[ASSIGNMENT]
Across all entries below, how many lines include "output"? Answer with the number alone.

[EXCERPTED RECORDS]
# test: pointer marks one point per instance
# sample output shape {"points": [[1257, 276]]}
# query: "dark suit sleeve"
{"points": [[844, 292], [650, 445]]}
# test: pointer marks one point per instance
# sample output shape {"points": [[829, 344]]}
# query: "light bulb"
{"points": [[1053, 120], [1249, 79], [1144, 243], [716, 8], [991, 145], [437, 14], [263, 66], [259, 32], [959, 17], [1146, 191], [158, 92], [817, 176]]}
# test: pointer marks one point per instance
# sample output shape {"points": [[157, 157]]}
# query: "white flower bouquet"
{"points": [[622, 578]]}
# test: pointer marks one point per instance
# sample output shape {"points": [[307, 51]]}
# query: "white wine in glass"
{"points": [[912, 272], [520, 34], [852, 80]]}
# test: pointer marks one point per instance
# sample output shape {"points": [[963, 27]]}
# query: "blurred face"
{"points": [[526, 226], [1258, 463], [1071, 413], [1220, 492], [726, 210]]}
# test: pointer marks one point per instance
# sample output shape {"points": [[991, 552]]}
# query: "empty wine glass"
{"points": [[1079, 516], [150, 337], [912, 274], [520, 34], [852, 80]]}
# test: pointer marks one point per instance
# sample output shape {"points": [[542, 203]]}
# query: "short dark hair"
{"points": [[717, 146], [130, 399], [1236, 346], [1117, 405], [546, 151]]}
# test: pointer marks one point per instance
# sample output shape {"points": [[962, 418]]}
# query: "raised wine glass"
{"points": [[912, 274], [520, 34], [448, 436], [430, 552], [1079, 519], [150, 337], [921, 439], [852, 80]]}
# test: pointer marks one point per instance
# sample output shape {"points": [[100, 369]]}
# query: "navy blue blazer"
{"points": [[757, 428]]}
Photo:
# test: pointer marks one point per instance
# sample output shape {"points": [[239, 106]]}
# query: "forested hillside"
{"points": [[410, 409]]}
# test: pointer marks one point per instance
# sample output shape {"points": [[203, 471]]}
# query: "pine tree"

[ANSWER BOX]
11